» **SUPPLIED TEXT**
He emphasised that the solution required addressing the fact that weapons are “also coming from countries that are allowing their territory to be used to ship it and transport it.”

Mounting evidence

This public focus from the world’s leading diplomatic forum solidified a growing body of evidence that has, in recent months, put Kenya at the heart of the arms supply chain. A six-month investigation by the open-source intelligence group Bellingcat, published in June, uncovered video evidence of weapons crates marked “KENYA” inside an allegedly captured RSF arms cache in Omdurman, Sudan. This visual evidence, combined with flight-tracking data showing suspicious aircraft movements between Nairobi and conflict zones, placed Kenya at the centre of an international controversy.

A screenshot from a video footage showing RSF fighters holding weapons and celebrating in the streets of El-Fasher in Sudan's Darfur. [AFP]

At the G7 meeting in Niagara, Ontario, on Wednesday, a communiqué from the group condemned escalating violence by the RSF, including attacks “often ethnically-motivated, by the Rapid Support Forces … against unarmed civilians and aid workers.” The statement flagged the famine, mass displacement, and sexual violence unleashed in North Kordofan and Darfur. The G7 called on external actors to contribute to peace – a clear reference to nations supplying the belligerents. This diplomatic push comes as the conflict has created what Secretary Rubio described as a “horrifying” humanitarian crisis in Sudan.

The most chilling assessment from the Secretary concerned the scale of human suffering. He revealed that humanitarian organisations “anticipated receiving thousands of refugees, and they didn’t.” The grim conclusion, he stated, is that “they’re either dead or because they’re so sick and so famished that they can’t move.”

This catastrophe, he argued, is sustained by a constant flow of foreign arms to the RSF. “They are committing acts of sexual violence and atrocities, just horrifying atrocities, against women, children, innocent civilians of the most horrific kind, and it needs to end immediately” Rubio said.

“We’re very concerned. Something needs to be done to cut off the weapons and the support that the RSF is getting as they continue with their advances,” Rubio told reporters.

Regional dynamics

His comments come as US and international analysts shift focus from the fighting inside Sudan to the wider mechanics sustaining it: the millions of dollars, illicit arms shipments, drone transfers, and supply-chain networks that undergird the conflict.

While the UAE and Iran have long been under suspicion for arming the RSF, recent media investigations suggest Kenya is being used as a transit point.

In May 2025, the Sudanese army accused Kenya of being “one of the main conduits of the Emirati military supplies to the terrorist RSF militia,” claiming Kenyan-labelled arms were found in RSF caches in Khartoum.

The evidence on the ground appeared to directly contradict Kenya’s public posture as a neutral peace broker.

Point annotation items
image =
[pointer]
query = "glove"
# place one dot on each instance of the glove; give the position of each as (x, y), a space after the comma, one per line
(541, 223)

* * *

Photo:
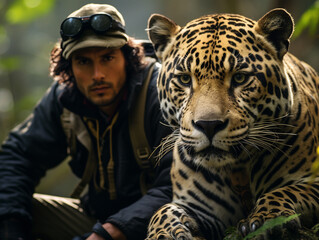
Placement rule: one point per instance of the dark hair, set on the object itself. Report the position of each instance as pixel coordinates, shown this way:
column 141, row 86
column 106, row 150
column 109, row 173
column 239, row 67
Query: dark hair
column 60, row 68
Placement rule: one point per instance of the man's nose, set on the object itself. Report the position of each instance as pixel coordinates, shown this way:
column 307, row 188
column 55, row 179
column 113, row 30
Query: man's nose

» **WHAT THIS EXERCISE ASKS**
1/ In the article on Sudan's arms supply, what word was marked on the weapons crates that Bellingcat's video showed inside the RSF arms cache in Omdurman?
2/ From the article on Sudan's arms supply, extract the passage from "The most chilling" to "Rubio told reporters.", word for word.
The items play no part in this work.

» **THE REPLIES**
1/ The crates were marked "KENYA."

2/
The most chilling assessment from the Secretary concerned the scale of human suffering. He revealed that humanitarian organisations “anticipated receiving thousands of refugees, and they didn’t.” The grim conclusion, he stated, is that “they’re either dead or because they’re so sick and so famished that they can’t move.”

This catastrophe, he argued, is sustained by a constant flow of foreign arms to the RSF. “They are committing acts of sexual violence and atrocities, just horrifying atrocities, against women, children, innocent civilians of the most horrific kind, and it needs to end immediately” Rubio said.

“We’re very concerned. Something needs to be done to cut off the weapons and the support that the RSF is getting as they continue with their advances,” Rubio told reporters.